## begin Provided data

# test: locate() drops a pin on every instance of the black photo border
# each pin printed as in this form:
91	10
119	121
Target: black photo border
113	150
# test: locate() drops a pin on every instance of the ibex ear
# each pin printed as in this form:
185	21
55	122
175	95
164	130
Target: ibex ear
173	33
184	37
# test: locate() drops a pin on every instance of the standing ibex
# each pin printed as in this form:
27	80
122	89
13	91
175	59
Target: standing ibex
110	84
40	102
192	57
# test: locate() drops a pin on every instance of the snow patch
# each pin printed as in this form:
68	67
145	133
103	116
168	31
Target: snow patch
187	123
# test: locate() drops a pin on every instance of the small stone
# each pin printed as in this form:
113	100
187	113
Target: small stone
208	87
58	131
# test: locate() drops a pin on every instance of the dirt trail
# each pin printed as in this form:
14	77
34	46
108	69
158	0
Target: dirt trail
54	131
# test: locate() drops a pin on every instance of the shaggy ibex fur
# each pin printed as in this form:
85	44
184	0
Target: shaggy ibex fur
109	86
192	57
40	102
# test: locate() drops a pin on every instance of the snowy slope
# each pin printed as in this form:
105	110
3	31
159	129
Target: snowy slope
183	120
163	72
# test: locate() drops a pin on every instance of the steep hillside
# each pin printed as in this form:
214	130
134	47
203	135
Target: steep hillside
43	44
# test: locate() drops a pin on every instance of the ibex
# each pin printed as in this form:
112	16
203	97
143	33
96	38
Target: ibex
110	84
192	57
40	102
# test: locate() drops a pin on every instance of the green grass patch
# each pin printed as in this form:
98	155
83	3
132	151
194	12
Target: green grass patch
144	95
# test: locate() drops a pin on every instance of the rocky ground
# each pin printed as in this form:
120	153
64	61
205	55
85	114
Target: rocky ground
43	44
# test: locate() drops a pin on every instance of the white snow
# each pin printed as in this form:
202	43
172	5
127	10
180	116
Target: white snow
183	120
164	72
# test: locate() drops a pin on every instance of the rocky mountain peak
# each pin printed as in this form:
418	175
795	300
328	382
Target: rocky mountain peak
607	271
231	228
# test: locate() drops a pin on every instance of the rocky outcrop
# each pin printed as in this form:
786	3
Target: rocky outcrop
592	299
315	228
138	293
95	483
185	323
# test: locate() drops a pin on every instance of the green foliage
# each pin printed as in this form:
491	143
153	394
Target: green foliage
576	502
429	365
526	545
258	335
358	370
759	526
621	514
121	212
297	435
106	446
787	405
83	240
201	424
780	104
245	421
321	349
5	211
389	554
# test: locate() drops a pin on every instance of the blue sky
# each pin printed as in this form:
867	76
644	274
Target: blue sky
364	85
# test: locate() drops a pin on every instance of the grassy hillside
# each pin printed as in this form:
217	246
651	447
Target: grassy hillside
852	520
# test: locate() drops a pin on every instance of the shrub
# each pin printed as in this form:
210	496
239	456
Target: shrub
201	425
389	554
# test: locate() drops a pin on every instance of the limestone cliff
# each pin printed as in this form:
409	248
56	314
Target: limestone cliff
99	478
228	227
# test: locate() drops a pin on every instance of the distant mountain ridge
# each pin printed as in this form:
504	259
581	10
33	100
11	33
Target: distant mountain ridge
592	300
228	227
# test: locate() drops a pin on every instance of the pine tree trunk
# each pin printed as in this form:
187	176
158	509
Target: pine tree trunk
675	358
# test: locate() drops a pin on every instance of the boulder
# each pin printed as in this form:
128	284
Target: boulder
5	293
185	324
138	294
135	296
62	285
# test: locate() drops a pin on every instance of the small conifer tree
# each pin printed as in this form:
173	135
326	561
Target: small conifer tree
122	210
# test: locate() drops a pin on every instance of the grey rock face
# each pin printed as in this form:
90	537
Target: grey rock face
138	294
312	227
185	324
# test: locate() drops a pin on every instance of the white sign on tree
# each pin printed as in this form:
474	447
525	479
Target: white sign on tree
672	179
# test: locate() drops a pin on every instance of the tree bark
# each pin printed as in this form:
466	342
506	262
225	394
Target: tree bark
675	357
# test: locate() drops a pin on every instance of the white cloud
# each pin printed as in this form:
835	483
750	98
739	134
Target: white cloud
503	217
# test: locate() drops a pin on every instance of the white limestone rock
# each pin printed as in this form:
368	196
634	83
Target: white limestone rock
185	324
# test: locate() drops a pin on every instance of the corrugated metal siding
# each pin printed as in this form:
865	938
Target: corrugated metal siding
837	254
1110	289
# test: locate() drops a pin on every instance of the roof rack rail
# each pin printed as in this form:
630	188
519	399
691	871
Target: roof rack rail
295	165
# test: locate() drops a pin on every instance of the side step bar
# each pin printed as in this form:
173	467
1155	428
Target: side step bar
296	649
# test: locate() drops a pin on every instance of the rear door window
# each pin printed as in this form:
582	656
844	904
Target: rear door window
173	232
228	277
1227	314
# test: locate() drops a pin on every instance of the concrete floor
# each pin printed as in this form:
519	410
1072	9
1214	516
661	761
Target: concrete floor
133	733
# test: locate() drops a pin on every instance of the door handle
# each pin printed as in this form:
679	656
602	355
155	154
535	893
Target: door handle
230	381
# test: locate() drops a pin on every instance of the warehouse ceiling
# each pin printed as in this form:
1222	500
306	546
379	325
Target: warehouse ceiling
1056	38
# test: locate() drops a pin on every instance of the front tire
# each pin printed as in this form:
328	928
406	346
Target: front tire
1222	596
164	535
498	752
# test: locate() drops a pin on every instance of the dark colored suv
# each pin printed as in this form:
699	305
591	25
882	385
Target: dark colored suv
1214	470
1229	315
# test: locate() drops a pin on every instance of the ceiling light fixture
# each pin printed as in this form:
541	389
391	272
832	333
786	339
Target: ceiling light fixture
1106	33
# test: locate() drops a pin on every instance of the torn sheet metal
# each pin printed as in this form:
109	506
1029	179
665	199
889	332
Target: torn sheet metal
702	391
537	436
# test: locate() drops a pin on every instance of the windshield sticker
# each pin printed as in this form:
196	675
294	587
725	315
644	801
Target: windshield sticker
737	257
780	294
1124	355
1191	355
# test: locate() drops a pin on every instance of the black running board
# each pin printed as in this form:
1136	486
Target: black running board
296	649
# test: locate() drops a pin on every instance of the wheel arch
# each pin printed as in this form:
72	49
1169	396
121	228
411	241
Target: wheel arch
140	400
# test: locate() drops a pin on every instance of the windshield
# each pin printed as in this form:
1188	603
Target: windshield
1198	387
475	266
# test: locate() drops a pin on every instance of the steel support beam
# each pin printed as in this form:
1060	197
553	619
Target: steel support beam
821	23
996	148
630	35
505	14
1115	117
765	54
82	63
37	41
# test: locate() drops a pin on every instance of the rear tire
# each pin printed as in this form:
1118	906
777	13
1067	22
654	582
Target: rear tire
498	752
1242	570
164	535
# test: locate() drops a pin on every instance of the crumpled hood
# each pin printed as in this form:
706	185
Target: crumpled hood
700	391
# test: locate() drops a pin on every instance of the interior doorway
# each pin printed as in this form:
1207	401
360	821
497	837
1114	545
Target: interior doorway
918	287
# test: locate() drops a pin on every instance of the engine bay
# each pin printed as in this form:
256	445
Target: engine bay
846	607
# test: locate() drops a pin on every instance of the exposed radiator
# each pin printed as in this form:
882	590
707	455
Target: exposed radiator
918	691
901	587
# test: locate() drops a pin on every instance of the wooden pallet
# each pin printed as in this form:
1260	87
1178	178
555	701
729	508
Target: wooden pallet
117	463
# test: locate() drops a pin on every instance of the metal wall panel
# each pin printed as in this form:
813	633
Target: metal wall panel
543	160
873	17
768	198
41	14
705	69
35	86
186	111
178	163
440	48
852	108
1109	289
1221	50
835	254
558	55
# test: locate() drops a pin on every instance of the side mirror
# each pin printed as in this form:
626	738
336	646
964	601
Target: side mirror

## end Provided data

§ **Problem**: Print all the data exactly.

§ **Output below**:
# test: locate() drops a pin on every instance of the black photo border
# each pin printed as in this form:
91	10
119	121
Target: black photo border
113	150
# test: locate() drops a pin on every instance of the ibex ear
# each pin printed as in this form:
185	21
55	122
175	95
164	130
Target: ibex ear
173	33
184	37
# test: locate() drops a pin on every instance of the standing ibex
# each pin printed as in this form:
27	80
122	89
13	91
175	59
Target: standing ibex
110	84
40	102
192	57
# test: locate() drops a pin on every instance of the snow patch
# each pin printed as in this form:
68	67
145	133
103	116
168	31
Target: snow patch
187	123
# test: locate() drops a pin on every instance of the small stone
# each pin printed as in this form:
113	100
187	113
Target: small stone
208	87
58	131
# test: locate() drops a pin on every instance of the dirt trail
# each pin printed as in this form:
14	77
34	46
108	69
158	0
Target: dirt trail
54	131
# test: locate() drops a pin on every instance of the shaggy ibex fur
# each pin printed as in this form:
85	44
184	0
Target: shaggy ibex fur
109	86
192	57
40	102
# test: locate() drops a pin on every instance of the snowy slope
# each pin printed as in this form:
105	110
3	31
159	129
Target: snowy slope
183	120
163	72
# test: locate() drops a pin on every instance of the steep hillside
# each pin printed as in this form:
214	130
134	47
203	135
Target: steep hillside
43	44
# test: locate() drops a pin on every instance of the ibex
# each pin printed as in this form:
112	16
203	97
143	33
96	38
Target: ibex
110	84
192	57
40	102
# test: locate() drops a pin on every instance of the green grass patch
# each pin printed as in this form:
98	155
83	3
132	151
194	12
Target: green grass patch
144	95
# test: locate() drops a pin on every instance of the rocky ground
# each pin printed as in this form:
120	153
64	61
205	55
85	114
Target: rocky ground
43	44
# test: locate() drops a pin on every instance of the white snow
# each pin printed as in this form:
202	43
172	5
127	10
180	116
Target: white snow
183	120
164	72
# test: locate() drops a pin on every instance of the rocky mountain peak
# each pin printed as in this form:
418	175
795	300
328	382
Target: rocky mountain peak
607	271
231	228
# test: locate() drops a pin on every instance of the rocky outcrop
# each pin printed as in this form:
786	3
Target: rocky outcrop
592	299
315	228
138	293
95	483
185	323
# test: locate() drops a pin on every instance of the green foliage
# each pin printed as in this form:
491	143
153	394
Target: green foliage
576	502
429	365
526	545
258	335
358	370
759	526
621	514
121	212
297	435
106	446
787	405
83	240
201	424
780	104
245	421
321	349
5	211
389	554
# test: locate() drops a pin on every instance of the blue sky
# each pin printed as in this form:
867	76
644	274
Target: blue sky
364	85
# test: locate() drops a pin on every instance of the grassy hillside
# each pin printed as in this form:
217	246
651	447
Target: grassy hillside
852	520
# test: locate() drops a pin on every instance of the shrub
# each pin printed as in this form:
210	496
239	456
Target: shrub
201	425
389	554
# test: locate() drops a pin on every instance of the limestone cliff
# each pin printed as in this form:
409	248
56	314
Target: limestone cliff
99	478
228	227
# test: locate() drops a pin on every instance of the distant mountain ridge
# each pin printed as in this form:
504	259
581	10
33	100
11	33
Target: distant mountain ridge
592	300
228	227
# test: locate() drops a pin on every instance of the pine tree trunk
# each pin printed as in this form:
187	176
158	509
Target: pine tree trunk
675	358
# test: locate() drops a pin on every instance of the boulder
# each pin printed as in this form:
128	284
Target: boulder
5	293
185	324
138	294
135	296
62	285
# test: locate() drops a pin on every instance of the small conifer tree
# each pin printed as in this form:
173	135
326	561
Target: small conifer tree
122	210
# test: locate() drops a pin on every instance of the grey rock face
# each pin printed as in this form:
90	537
Target: grey rock face
138	294
312	227
185	324
# test: locate() drops a pin on every instance of the white sign on tree
# each pin printed as in this form:
474	447
525	479
Target: white sign on tree
672	179
# test: locate() drops a pin on every instance of the tree bark
# each pin printed as in this form:
466	342
506	262
225	394
Target: tree bark
675	357
# test: locate() drops a pin on every instance of the white cloud
# each pin printed as in this form:
835	483
750	98
739	134
Target: white cloud
503	217
# test: locate() drops a pin on every instance of the white limestone rock
# each pin printed as in this form:
368	196
634	83
Target: white limestone rock
185	324
# test: locate() drops a pin on every instance of the corrugated metal siding
# each pin printed as in this form:
865	938
Target: corrugated metal siding
837	254
1110	289
# test: locate() drops a pin on every instance of the roof rack rail
# each pin printed as in this form:
630	188
519	399
691	871
Target: roof rack rail
295	165
# test: locate() drops a pin on every instance of the side step bar
# each pin printed as in this form:
173	467
1155	428
Target: side step bar
296	649
# test: locate() drops a pin on every instance of the rear door window
# each pin printed as in this form:
582	656
844	904
Target: rear door window
173	232
228	277
1227	314
# test: locate() drops a pin on every instance of the concrete floor
# each pin printed as in this form:
519	410
1072	9
1214	516
661	761
Target: concrete floor
133	733
# test: locate() drops a pin on every instance of the door handle
# each pin printed as in this form:
679	656
602	355
155	154
535	893
Target: door handle
230	381
# test: locate() drops a pin on every instance of the warehouse ceiling
# each pin printed as in this form:
1222	500
306	546
379	325
Target: warehouse ceiling
1056	38
# test: locate() drops a pin on every instance of the front tire
# each pin printed as in this form:
328	928
406	346
Target: front tire
1222	596
164	535
498	752
# test: locate() drops a pin on every instance of the dark colored suv
# each pin printed as in this form:
699	305
591	25
882	385
Target: dark colored suv
1214	470
1229	315
# test: locate() drops a pin on every instance of the ceiling light fixture
# each pin printed as in this form:
541	389
391	272
832	333
786	339
Target: ceiling light fixture
1106	33
# test: locate() drops a pin on every instance of the torn sheet metal
# each pin printed as in this form:
109	506
1029	179
665	199
889	332
Target: torn sheet metal
702	391
537	436
# test: locate() drops a pin on every instance of the windshield sticker
# each pin printed as in this form:
196	675
294	587
725	315
644	801
Target: windshield sticker
737	257
780	294
1124	355
1191	355
# test: locate() drops a pin on every instance of the black running board
# each pin printed as in this form:
1136	486
Target: black running board
296	649
# test: locate() drops a pin on every instance of the wheel arch
# each pin printed as in this form:
72	49
1169	396
121	228
411	241
Target: wheel arch
140	400
# test: locate() drops a pin on every instance of the windshield
# each pin printed as in this form:
1188	603
Target: windshield
1198	387
475	266
# test: locate() drops a pin on every instance of the steel support beam
# each pin printed as in this form:
1060	197
553	619
Target: steel support beam
821	23
996	148
630	35
505	14
1115	117
765	54
82	63
37	41
# test: locate() drops a pin on every instance of the rear tire
# each pin printed as in this form:
1118	906
777	13
1067	22
654	582
Target: rear tire
498	752
1242	570
164	535
# test: locate() drops a pin on every instance of the crumpled hood
# each pin printed as in this form:
706	185
Target: crumpled hood
700	391
# test: locate() drops a pin on every instance of the interior doorway
# each pin printed as in this form:
1207	401
360	821
497	837
1114	545
Target: interior doorway
918	287
# test: locate() drops a pin on every instance of the engine bay
# each pin printed as in this form:
256	445
Target: engine bay
846	607
# test: locate() drops a pin on every instance of the exposed radiator
# each pin printed as in this form:
882	590
707	455
Target: exposed radiator
918	691
901	587
# test: locate() drops a pin on every instance of the wooden pallet
# each pin printed as in this form:
1260	87
1178	178
555	701
729	508
Target: wooden pallet
117	463
# test: locate() drops a pin on every instance of the metal wall panel
# each pin printed as in this form:
813	633
Target: metal wall panel
543	160
873	17
768	198
41	14
705	69
35	86
186	111
178	163
440	48
852	108
1109	289
1221	50
835	254
558	55
# test: locate() drops a pin on every instance of the side mirror
# each pin printed as in this form:
626	738
336	646
964	601
Target: side mirror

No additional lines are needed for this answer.